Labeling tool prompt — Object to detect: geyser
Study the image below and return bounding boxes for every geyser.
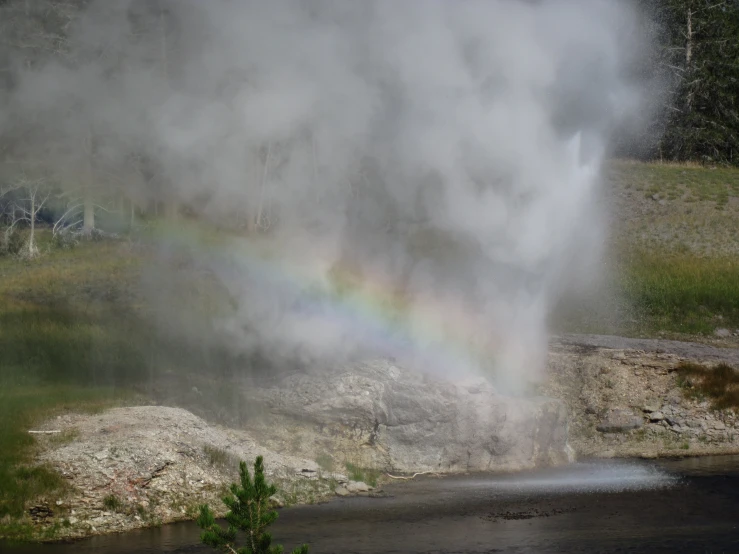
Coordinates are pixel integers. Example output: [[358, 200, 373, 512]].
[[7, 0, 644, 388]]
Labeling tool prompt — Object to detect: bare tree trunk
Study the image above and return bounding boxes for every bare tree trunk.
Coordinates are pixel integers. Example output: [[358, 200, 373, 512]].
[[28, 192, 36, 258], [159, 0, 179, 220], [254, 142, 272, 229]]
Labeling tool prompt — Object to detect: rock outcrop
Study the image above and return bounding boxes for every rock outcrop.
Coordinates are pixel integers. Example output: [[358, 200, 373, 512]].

# # # #

**YOUR OBJECTIVE**
Copy the lines word for word, beginning at the first line and stopping after the one that contains "142, 272, 229]]". Omit the picture from your copy.

**ANSWER BELOW**
Labeling tool prompt — Object to detect: geyser
Study the image below and return bounding boxes for every geyser.
Coordinates are pixel integers. Example output: [[358, 200, 373, 512]].
[[7, 0, 644, 388]]
Labeling tool prompt — Object to detect: bare tree trunk
Study the image above and return bounding boxes for every bare tree trunk.
Coordinates are pixel integers. Example output: [[358, 200, 373, 512]].
[[28, 192, 36, 258], [159, 0, 179, 220], [254, 142, 272, 229]]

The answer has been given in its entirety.